» **What you have to do**: Scale the stretch from the start of the items through the line containing "M 498 235 L" by copying every line, requests included, with each pixel coordinate in the answer outlines multiplied by 2.55 and rounded to a whole number (halves round up). Give back only those lines.

★ ★ ★

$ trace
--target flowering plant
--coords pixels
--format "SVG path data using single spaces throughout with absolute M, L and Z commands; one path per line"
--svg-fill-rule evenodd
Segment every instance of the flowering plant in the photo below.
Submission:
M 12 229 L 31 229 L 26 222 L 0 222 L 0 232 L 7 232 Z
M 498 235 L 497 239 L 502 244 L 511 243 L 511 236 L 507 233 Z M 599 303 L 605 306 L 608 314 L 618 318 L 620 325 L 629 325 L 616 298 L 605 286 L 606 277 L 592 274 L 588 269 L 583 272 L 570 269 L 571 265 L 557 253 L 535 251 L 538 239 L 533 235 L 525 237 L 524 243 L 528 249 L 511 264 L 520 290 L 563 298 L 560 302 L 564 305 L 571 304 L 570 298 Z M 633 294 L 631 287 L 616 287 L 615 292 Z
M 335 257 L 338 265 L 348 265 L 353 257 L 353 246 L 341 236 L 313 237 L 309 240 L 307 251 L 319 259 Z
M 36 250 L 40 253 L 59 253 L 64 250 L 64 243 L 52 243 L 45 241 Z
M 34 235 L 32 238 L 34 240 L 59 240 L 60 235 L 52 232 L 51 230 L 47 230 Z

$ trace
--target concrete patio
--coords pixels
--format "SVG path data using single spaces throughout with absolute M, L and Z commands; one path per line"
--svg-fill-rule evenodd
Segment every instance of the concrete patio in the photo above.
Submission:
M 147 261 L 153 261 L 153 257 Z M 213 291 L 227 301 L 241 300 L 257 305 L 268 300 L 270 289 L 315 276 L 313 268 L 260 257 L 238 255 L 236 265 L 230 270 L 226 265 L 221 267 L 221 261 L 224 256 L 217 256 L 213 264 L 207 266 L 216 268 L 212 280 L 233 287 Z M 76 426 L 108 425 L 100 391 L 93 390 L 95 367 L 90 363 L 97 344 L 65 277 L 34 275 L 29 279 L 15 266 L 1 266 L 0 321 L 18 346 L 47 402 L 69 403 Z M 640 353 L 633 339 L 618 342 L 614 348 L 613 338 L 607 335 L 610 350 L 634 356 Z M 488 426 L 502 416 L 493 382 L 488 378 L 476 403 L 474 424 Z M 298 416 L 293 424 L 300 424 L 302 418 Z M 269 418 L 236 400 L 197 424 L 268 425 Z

★ ★ ★

» **Task response**:
$ trace
--target flowering plant
--coords pixels
--format "SVG path data using single spaces throughout with absolute M, L and Z commands; one path per line"
--svg-fill-rule evenodd
Segment every instance of the flowering plant in the photo below.
Submission:
M 31 584 L 79 584 L 66 566 L 0 566 L 0 592 L 18 592 Z
M 1270 599 L 1267 609 L 1280 622 L 1303 620 L 1303 602 L 1293 594 Z M 1527 773 L 1543 780 L 1550 801 L 1576 811 L 1581 829 L 1604 829 L 1571 760 L 1543 729 L 1545 706 L 1510 699 L 1499 686 L 1487 694 L 1454 686 L 1456 676 L 1420 645 L 1364 640 L 1372 609 L 1359 599 L 1339 604 L 1336 620 L 1346 635 L 1303 673 L 1326 740 L 1436 760 L 1428 770 L 1438 778 L 1456 775 L 1454 760 Z M 1614 750 L 1609 732 L 1571 732 L 1568 745 Z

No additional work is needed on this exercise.